## [Exercise]
Reproduce every entry in the listing without alteration.

## [Shape boundary entries]
..........

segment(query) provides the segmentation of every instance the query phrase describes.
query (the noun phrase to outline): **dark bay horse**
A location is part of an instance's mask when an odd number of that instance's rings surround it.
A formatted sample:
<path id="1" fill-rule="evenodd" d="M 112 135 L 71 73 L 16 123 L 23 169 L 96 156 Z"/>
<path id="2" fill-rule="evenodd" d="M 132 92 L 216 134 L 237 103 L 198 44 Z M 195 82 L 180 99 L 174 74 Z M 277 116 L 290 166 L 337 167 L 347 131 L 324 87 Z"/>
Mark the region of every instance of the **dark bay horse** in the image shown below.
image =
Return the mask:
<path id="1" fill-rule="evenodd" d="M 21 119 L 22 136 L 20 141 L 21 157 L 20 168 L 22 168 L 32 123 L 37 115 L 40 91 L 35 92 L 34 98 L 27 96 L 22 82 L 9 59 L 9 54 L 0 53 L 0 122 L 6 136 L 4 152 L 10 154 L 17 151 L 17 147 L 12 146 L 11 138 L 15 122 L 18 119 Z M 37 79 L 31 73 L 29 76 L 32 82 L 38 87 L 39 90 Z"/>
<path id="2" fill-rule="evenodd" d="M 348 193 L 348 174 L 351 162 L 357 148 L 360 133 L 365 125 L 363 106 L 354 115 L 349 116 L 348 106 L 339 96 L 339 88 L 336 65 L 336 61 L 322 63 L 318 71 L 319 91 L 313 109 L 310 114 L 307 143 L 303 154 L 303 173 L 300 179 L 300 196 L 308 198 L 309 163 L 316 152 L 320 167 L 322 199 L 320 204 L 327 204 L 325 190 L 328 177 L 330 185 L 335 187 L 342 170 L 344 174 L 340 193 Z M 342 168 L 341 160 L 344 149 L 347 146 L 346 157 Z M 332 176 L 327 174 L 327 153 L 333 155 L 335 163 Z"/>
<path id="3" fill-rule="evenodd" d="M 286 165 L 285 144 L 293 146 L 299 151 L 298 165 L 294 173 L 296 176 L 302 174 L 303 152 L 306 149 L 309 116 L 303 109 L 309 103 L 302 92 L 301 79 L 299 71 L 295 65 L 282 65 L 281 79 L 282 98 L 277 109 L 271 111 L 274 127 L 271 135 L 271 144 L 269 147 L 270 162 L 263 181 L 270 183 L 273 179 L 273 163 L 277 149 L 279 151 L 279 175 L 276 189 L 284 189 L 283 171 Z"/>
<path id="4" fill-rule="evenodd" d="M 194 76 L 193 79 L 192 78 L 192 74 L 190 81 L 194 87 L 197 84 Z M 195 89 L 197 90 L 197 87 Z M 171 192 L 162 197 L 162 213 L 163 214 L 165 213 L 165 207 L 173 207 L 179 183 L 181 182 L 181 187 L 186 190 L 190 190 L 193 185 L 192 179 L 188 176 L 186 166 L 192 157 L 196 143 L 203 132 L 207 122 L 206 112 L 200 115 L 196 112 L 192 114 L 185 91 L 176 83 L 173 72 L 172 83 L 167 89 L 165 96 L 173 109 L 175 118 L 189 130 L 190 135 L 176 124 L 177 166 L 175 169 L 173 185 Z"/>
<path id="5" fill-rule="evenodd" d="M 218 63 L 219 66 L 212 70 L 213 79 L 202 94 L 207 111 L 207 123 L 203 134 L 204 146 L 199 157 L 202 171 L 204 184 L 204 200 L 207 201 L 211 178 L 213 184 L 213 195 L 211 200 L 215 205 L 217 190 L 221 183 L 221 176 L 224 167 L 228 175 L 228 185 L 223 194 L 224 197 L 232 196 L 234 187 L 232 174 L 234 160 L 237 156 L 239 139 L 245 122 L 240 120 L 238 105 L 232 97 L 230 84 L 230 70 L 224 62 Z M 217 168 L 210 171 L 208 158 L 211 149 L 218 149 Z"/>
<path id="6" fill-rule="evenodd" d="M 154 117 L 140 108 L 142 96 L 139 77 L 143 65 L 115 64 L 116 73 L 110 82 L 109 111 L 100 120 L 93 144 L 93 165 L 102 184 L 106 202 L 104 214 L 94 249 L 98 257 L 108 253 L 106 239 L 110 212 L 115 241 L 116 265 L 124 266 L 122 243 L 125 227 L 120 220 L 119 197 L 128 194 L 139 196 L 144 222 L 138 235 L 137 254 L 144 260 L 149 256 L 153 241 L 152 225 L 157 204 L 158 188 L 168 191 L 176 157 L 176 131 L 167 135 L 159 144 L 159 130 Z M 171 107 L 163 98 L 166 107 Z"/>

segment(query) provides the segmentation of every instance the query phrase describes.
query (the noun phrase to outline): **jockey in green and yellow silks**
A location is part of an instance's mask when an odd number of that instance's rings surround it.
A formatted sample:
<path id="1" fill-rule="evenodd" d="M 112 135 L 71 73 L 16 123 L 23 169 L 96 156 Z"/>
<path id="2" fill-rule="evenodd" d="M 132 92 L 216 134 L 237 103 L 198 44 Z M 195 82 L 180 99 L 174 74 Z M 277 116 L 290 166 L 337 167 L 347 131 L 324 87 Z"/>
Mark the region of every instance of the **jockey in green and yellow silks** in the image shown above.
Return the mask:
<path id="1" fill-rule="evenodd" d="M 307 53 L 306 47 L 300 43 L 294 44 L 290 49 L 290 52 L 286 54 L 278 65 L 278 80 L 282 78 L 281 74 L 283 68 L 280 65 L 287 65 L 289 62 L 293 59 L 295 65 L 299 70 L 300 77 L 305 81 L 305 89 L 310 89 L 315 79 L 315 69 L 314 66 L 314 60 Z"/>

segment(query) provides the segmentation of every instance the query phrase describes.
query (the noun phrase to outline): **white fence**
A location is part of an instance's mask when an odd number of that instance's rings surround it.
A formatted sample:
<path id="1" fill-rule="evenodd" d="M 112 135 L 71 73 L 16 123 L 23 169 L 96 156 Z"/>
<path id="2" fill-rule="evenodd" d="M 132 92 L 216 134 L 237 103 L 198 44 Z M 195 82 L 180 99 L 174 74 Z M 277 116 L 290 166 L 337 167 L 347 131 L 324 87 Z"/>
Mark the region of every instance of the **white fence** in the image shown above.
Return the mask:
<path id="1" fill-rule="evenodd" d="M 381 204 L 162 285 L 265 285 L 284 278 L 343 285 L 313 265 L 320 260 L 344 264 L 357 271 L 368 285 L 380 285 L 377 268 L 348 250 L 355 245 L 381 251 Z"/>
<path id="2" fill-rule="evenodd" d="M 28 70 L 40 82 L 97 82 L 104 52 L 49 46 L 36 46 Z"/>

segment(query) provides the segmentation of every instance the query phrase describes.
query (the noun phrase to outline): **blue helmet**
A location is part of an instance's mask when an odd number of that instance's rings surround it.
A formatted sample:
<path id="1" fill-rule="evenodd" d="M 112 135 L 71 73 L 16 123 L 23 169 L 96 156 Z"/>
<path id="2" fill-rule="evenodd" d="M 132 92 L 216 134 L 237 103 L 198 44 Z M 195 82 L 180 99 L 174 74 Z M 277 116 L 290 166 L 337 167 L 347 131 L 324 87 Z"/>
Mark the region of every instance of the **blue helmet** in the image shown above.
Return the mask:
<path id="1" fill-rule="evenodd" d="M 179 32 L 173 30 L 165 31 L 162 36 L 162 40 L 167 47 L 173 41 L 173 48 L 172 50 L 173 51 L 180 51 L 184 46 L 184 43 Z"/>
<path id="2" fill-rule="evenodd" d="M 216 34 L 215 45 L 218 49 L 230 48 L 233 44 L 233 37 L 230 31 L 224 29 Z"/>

..........

## [Answer to this task]
segment(query) provides the segmentation of every instance the query phrase describes.
query (the noun phrase to outline): **dark bay horse**
A location is part of an instance's mask when an odd number of that instance's rings surround it.
A formatted sample:
<path id="1" fill-rule="evenodd" d="M 112 135 L 71 73 L 16 123 L 23 169 L 96 156 Z"/>
<path id="2" fill-rule="evenodd" d="M 132 92 L 216 134 L 237 103 L 198 44 Z M 195 82 L 180 99 L 174 74 Z M 277 116 L 290 166 L 337 167 L 347 131 L 324 87 Z"/>
Mark the region of every instance of the **dark bay horse** in the image shown below.
image =
Return the mask:
<path id="1" fill-rule="evenodd" d="M 21 119 L 22 136 L 20 141 L 21 157 L 20 168 L 22 168 L 32 123 L 37 115 L 40 91 L 35 92 L 34 98 L 27 96 L 22 82 L 9 59 L 9 54 L 0 53 L 0 122 L 6 136 L 4 152 L 10 154 L 17 151 L 17 147 L 12 146 L 11 138 L 15 122 L 18 119 Z M 37 79 L 31 73 L 29 76 L 32 82 L 38 87 L 39 90 Z"/>
<path id="2" fill-rule="evenodd" d="M 348 193 L 348 174 L 351 162 L 357 148 L 360 133 L 365 125 L 363 106 L 354 115 L 349 116 L 348 106 L 339 96 L 339 88 L 336 65 L 336 61 L 322 63 L 318 71 L 319 91 L 313 109 L 310 114 L 307 143 L 303 154 L 303 173 L 300 179 L 300 196 L 308 198 L 309 163 L 316 152 L 320 167 L 322 199 L 320 204 L 327 204 L 325 190 L 328 177 L 330 185 L 335 187 L 342 170 L 344 174 L 340 193 Z M 342 168 L 341 160 L 344 149 L 347 146 L 346 157 Z M 332 176 L 327 174 L 327 153 L 333 155 L 335 163 Z"/>
<path id="3" fill-rule="evenodd" d="M 286 165 L 285 144 L 293 146 L 299 151 L 298 165 L 294 173 L 296 176 L 302 174 L 303 152 L 306 149 L 309 116 L 303 109 L 309 103 L 302 92 L 301 79 L 299 71 L 295 65 L 282 65 L 281 79 L 282 98 L 277 109 L 271 111 L 274 127 L 271 135 L 271 144 L 269 147 L 270 162 L 263 181 L 270 183 L 273 179 L 273 163 L 277 149 L 279 151 L 279 175 L 276 189 L 284 189 L 283 171 Z"/>
<path id="4" fill-rule="evenodd" d="M 194 76 L 193 79 L 192 78 L 192 74 L 190 81 L 194 87 L 197 84 Z M 195 89 L 197 90 L 197 87 Z M 171 192 L 162 197 L 162 213 L 163 214 L 165 213 L 165 207 L 173 207 L 179 183 L 181 182 L 181 187 L 186 190 L 190 190 L 193 185 L 192 179 L 188 176 L 186 166 L 192 157 L 196 143 L 203 132 L 207 122 L 206 112 L 200 115 L 196 112 L 192 114 L 185 91 L 176 83 L 173 72 L 172 83 L 167 89 L 165 96 L 173 109 L 175 118 L 189 130 L 190 135 L 176 124 L 177 166 L 175 169 L 173 185 Z"/>
<path id="5" fill-rule="evenodd" d="M 218 63 L 219 66 L 212 70 L 213 79 L 202 94 L 207 111 L 207 123 L 203 134 L 204 146 L 199 157 L 202 171 L 204 184 L 204 200 L 207 201 L 211 178 L 213 184 L 213 195 L 211 200 L 215 205 L 217 190 L 221 183 L 221 176 L 224 167 L 228 175 L 228 185 L 223 194 L 224 197 L 232 196 L 234 187 L 232 174 L 234 160 L 237 156 L 239 139 L 245 122 L 240 120 L 238 105 L 232 97 L 230 84 L 230 70 L 224 62 Z M 217 168 L 210 171 L 208 158 L 211 149 L 218 149 Z"/>
<path id="6" fill-rule="evenodd" d="M 154 117 L 140 108 L 142 96 L 139 77 L 143 65 L 115 64 L 116 73 L 110 82 L 109 111 L 100 120 L 93 144 L 93 165 L 102 184 L 106 202 L 104 214 L 94 249 L 98 257 L 108 253 L 106 239 L 110 212 L 115 241 L 116 265 L 124 266 L 122 243 L 125 227 L 120 220 L 119 197 L 128 194 L 139 196 L 144 222 L 138 235 L 137 254 L 144 260 L 149 256 L 153 241 L 152 225 L 157 204 L 158 188 L 168 191 L 176 157 L 176 131 L 167 135 L 159 144 L 159 130 Z M 171 107 L 163 98 L 166 107 Z"/>

segment(query) provides the segmentation of every instance the query phrase describes.
query (the noun phrase to outline): **jockey in green and yellow silks**
A location is part of an instance's mask when an odd number of that instance's rings surround it.
A formatted sample:
<path id="1" fill-rule="evenodd" d="M 112 135 L 71 73 L 16 123 L 23 169 L 96 156 Z"/>
<path id="2" fill-rule="evenodd" d="M 132 92 L 216 134 L 237 103 L 198 44 Z M 195 82 L 180 99 L 174 74 Z M 277 116 L 290 166 L 337 167 L 347 131 L 324 87 Z"/>
Mark the region of every instance of the **jockey in green and yellow silks** in the image shown above.
Return the mask:
<path id="1" fill-rule="evenodd" d="M 307 53 L 306 47 L 300 43 L 294 44 L 290 49 L 290 52 L 286 54 L 278 65 L 278 80 L 282 78 L 281 74 L 283 68 L 280 65 L 287 65 L 289 62 L 293 59 L 295 65 L 299 70 L 300 77 L 305 81 L 305 89 L 310 89 L 315 79 L 315 69 L 314 66 L 314 60 Z"/>

segment(query) provides the segmentation of every instance the query phrase describes.
query (the noun phrase to outline): **white fence**
A location is part of an instance's mask when an odd number of that instance's rings surround it.
A formatted sample:
<path id="1" fill-rule="evenodd" d="M 112 135 L 71 73 L 16 123 L 23 169 L 96 156 Z"/>
<path id="2" fill-rule="evenodd" d="M 132 92 L 216 134 L 237 103 L 198 44 Z M 195 82 L 180 99 L 174 74 Z M 277 116 L 290 166 L 337 167 L 347 131 L 324 87 Z"/>
Mark the region of every instance of the **white fence** in the image shown above.
Return the mask:
<path id="1" fill-rule="evenodd" d="M 381 204 L 162 285 L 265 285 L 284 278 L 343 285 L 313 265 L 320 260 L 344 264 L 357 271 L 368 285 L 380 285 L 377 268 L 348 250 L 355 245 L 381 251 Z"/>
<path id="2" fill-rule="evenodd" d="M 28 70 L 40 82 L 97 82 L 104 52 L 49 46 L 36 46 Z"/>

segment(query) provides the segmentation of every instance the query phrase describes.
query (the noun phrase to outline): **blue helmet**
A location is part of an instance's mask when an odd number of that instance's rings surround it.
A formatted sample:
<path id="1" fill-rule="evenodd" d="M 112 135 L 71 73 L 16 123 L 23 169 L 96 156 Z"/>
<path id="2" fill-rule="evenodd" d="M 132 92 L 216 134 L 237 103 L 198 44 Z M 195 82 L 180 99 L 174 74 Z M 277 116 L 290 166 L 337 167 L 347 131 L 324 87 Z"/>
Mark the region of every instance of the **blue helmet** in the image shown above.
Return the mask:
<path id="1" fill-rule="evenodd" d="M 179 32 L 173 30 L 165 31 L 162 36 L 162 40 L 167 47 L 173 41 L 173 48 L 172 50 L 173 51 L 180 51 L 184 46 L 184 43 Z"/>
<path id="2" fill-rule="evenodd" d="M 216 34 L 215 45 L 218 49 L 230 48 L 233 44 L 233 37 L 230 31 L 224 29 Z"/>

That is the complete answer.